= Tareas por hacer =
(a) Según el fragmento sobre el albañil, ¿cuántos años de experiencia tiene Pascual?
(b) Repite, por favor, sin ningún cambio todo lo que va desde "La opinión de" hasta "explica con resignación." en el fragmento sobre el albañil.

La opinión de un albañil sobre el sector de la construcción
Pascual, un albañil con más de 30 años de experiencia, lo tiene claro: el oficio ha perdido todo el atractivo que alguna vez tuvo, tal y como ha revelado en la entrevista realizada por el influencer Adrián G.Martin. Este jefe de obra, hijo también de albañil, no se guarda nada al hablar de lo que significa ser obrero de la construcción hoy en día. «Antes te podías sacar 3.000 o hasta 4.000 euros al mes sin ser jefe de nada. Ahora, con suerte, cobras 1.200. Y eso si estás fijo y no te faltan días de trabajo», explica con resignación.
El contraste entre lo que fue y lo que es resulta evidente. Las condiciones físicas siguen siendo igual de duras , pero el salario ya no compensa el esfuerzo. Pascual recuerda cómo se construían viviendas enteras en semanas, con un equipo reducido y bien coordinado, mientras los sueldos permitían ahorrar, tener una casa propia o incluso mandar a los hijos a la universidad. «Hoy, con lo que te pagan, no te llega ni para alquilar un piso decente», sentencia.

= Material proporcionado =

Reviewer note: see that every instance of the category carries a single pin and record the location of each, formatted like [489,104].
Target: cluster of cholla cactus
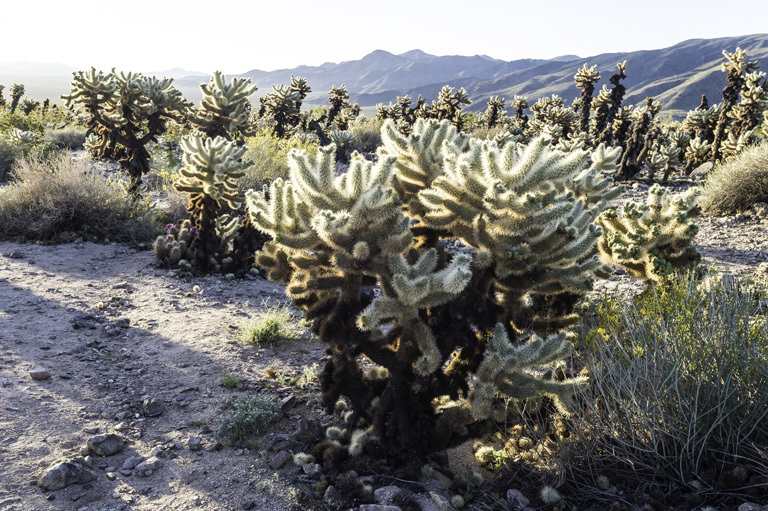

= Respuestas por tarea =
(a) Más de 30 años.

(b)
La opinión de un albañil sobre el sector de la construcción
Pascual, un albañil con más de 30 años de experiencia, lo tiene claro: el oficio ha perdido todo el atractivo que alguna vez tuvo, tal y como ha revelado en la entrevista realizada por el influencer Adrián G.Martin. Este jefe de obra, hijo también de albañil, no se guarda nada al hablar de lo que significa ser obrero de la construcción hoy en día. «Antes te podías sacar 3.000 o hasta 4.000 euros al mes sin ser jefe de nada. Ahora, con suerte, cobras 1.200. Y eso si estás fijo y no te faltan días de trabajo», explica con resignación.